- [Task prompt]
Set the data down once more, exactly as it is written.

- [Records for this task]

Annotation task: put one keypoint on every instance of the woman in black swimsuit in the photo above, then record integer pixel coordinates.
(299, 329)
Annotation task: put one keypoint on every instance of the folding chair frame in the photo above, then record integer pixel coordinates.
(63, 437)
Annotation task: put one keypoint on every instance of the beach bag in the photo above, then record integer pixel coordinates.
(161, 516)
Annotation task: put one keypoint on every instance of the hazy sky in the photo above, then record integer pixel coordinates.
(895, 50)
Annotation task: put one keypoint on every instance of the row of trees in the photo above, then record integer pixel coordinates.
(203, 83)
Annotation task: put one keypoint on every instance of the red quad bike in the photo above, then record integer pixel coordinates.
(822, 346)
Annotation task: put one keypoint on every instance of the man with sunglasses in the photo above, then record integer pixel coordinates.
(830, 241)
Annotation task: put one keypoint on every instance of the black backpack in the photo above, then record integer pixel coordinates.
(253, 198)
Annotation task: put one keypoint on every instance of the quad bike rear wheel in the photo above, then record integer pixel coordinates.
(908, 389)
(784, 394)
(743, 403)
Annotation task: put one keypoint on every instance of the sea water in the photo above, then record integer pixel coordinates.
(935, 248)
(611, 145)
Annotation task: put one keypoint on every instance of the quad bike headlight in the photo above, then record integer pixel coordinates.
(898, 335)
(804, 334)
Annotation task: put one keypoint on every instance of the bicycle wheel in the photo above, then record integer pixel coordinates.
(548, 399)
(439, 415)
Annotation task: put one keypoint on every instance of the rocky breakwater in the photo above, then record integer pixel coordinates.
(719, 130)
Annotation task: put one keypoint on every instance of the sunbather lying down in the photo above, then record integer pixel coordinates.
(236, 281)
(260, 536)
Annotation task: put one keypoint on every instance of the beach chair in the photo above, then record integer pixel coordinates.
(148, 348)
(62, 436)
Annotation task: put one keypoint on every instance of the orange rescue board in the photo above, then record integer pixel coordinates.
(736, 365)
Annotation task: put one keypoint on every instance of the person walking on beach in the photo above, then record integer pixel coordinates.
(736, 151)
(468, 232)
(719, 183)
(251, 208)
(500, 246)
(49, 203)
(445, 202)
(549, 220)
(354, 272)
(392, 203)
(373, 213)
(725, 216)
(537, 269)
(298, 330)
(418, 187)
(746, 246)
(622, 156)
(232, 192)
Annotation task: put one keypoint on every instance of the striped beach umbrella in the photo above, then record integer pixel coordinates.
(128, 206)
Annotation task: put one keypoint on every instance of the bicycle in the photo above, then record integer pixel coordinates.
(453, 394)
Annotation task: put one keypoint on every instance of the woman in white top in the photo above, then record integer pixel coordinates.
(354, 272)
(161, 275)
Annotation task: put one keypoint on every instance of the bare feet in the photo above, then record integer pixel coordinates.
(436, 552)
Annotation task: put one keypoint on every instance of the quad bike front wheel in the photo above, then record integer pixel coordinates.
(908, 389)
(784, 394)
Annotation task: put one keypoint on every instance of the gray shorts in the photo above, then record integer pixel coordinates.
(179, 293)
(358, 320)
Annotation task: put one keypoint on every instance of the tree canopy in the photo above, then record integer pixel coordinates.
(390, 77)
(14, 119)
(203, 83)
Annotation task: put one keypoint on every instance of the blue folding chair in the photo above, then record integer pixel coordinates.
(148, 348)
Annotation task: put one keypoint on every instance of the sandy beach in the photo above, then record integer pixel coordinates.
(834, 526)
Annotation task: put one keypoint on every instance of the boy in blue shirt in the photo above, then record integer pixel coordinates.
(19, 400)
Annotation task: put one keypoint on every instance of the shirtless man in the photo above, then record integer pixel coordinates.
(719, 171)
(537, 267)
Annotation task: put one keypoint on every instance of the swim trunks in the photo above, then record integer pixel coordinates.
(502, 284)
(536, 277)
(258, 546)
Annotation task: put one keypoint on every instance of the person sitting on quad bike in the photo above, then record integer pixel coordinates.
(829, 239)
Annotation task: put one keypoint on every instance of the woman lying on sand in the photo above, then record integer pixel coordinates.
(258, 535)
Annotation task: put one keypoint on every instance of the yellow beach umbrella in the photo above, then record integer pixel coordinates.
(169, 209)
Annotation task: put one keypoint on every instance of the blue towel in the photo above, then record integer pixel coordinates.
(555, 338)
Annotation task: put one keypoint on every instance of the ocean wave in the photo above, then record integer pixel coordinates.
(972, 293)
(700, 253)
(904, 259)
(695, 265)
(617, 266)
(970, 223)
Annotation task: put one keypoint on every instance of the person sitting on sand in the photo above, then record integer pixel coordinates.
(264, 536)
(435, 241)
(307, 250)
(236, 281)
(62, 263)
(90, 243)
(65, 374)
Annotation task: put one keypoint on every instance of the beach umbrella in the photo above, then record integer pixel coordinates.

- [Written solution]
Annotation task: put one keypoint on every instance of the woman in black swimsuit in the photo above, then record integer pixel coordinates.
(299, 329)
Annotation task: put one keypoint on every instance of the folding chair frame in the photo above, then record integer pixel coordinates.
(63, 437)
Annotation task: put one keypoint on every instance of the beach bag in the photo above, then record integer pixel coordinates.
(161, 516)
Annotation task: put one keypoint on every instance of the hazy sky in the photo above, then record integer pixel coordinates.
(895, 50)
Annotation task: put one keypoint on every instance of the row of trees in the photo above, then record integer pixel coordinates.
(203, 83)
Annotation task: put one keypoint on every instance of the red quad bike in the photo above, then record integer pixel coordinates.
(822, 346)
Annotation task: put one keypoint on every instance of the man with sunglasses in the photo above, then record integer pixel coordinates.
(830, 241)
Annotation task: put one keypoint on every instance of the black backpack in the photo above, then record integer pixel coordinates.
(253, 198)
Annotation task: put one keypoint on every instance of the quad bike rear wheel in the photo above, then record integer pixel coordinates.
(908, 389)
(784, 394)
(743, 403)
Annotation task: put one keypoint on every instance of the sea water in the photo above, then record integer pixel coordinates.
(935, 248)
(611, 145)
Annotation task: put one keypoint on every instance of the quad bike headlight in the photo above, then record integer pixel coordinates.
(898, 335)
(804, 334)
Annotation task: put one keypoint on every instance of the bicycle wheel in the photo above, then record integer pixel coordinates.
(548, 399)
(439, 415)
Annotation task: put one keypoint on every instance of the rocky breakwater in the photo above, then record integer pixel coordinates.
(719, 130)
Annotation task: put one keypoint on every instance of the sunbather lying down in the photo above, then record integer pixel coordinates.
(236, 281)
(260, 536)
Annotation task: put one keypoint on every instance of the beach chair in the photo above, then record integer pixel coordinates.
(148, 348)
(62, 436)
Annotation task: put one keypoint on every instance of the orange rescue board in the photo above, then record integer pixel coordinates.
(736, 365)
Annotation task: put one keypoint on every instance of the person walking on beach in the photo above, then record integer pixel coordinates.
(736, 151)
(468, 232)
(719, 183)
(251, 208)
(500, 246)
(49, 203)
(445, 202)
(549, 220)
(354, 272)
(392, 203)
(373, 213)
(725, 216)
(537, 269)
(298, 330)
(418, 187)
(746, 246)
(622, 156)
(232, 192)
Annotation task: put one keypoint on every instance of the striped beach umbrella in the photo above, then record integer pixel coordinates.
(128, 206)
Annotation task: put one keypoint on every instance of the bicycle in the photo above, then record integer pixel coordinates.
(453, 394)
Annotation task: put one keypoint on every instance of the woman in white top in the photo above, then record integer pixel coordinates.
(354, 272)
(161, 275)
Annotation task: put one keypoint on every instance of the bare feet in the photo above, then record integer pixel coordinates.
(436, 552)
Annotation task: put one keypoint on every instance of the quad bike front wheel in the photo above, then record integer pixel coordinates.
(908, 389)
(784, 394)
Annotation task: put one keypoint on every instance of the gray shorts in the photo above, then record integer pixel coordinates.
(179, 293)
(358, 320)
Annotation task: put one keypoint on every instance of the tree canopy in the photo above, then record integer pixel coordinates.
(390, 77)
(14, 119)
(203, 83)
Annotation task: put one keypoint on every instance of the blue folding chair in the photo above, then record integer pixel coordinates.
(148, 348)
Annotation task: put one keypoint on every instance of the sandy beach in the photo above, then record integer pixel coordinates.
(834, 526)
Annotation task: put one keypoint on every instance of the boy in blue shirt in the photo above, then record integer pixel coordinates.
(19, 400)
Annotation task: put one keypoint on every instance of the shirtless man in the photo above, then record integer pixel coordinates.
(719, 171)
(537, 267)
Annotation task: put one keypoint on every instance of the swim trunks in the photo above, then record integer pixel coordinates.
(502, 284)
(536, 277)
(258, 546)
Annotation task: put one keypoint on every instance of the person sitting on quad bike in the photo above, then record integer pixel coordinates.
(829, 239)
Annotation task: put one keypoint on every instance of the woman lying on sand in the photo above, then record integer pixel coordinates.
(258, 535)
Annotation task: put one keypoint on every instance of the yellow beach umbrella in the photo above, then record integer pixel coordinates.
(169, 209)
Annotation task: put one keypoint on every instance of the blue towel in the photo above, then record integer pixel coordinates.
(555, 338)
Annotation task: put one keypoint on every instance of the ocean wave in the photo above, then record integer pixel coordinates.
(972, 293)
(700, 253)
(904, 259)
(695, 265)
(617, 266)
(970, 223)
Annotation task: put one keypoint on every instance of the person sitting on sand in the photo above, then record integer pixel coordinates.
(264, 536)
(435, 241)
(307, 250)
(236, 281)
(62, 263)
(90, 243)
(65, 374)
Annotation task: put one keypoint on every instance of the beach umbrella in the photo above, then record integer pixel coordinates.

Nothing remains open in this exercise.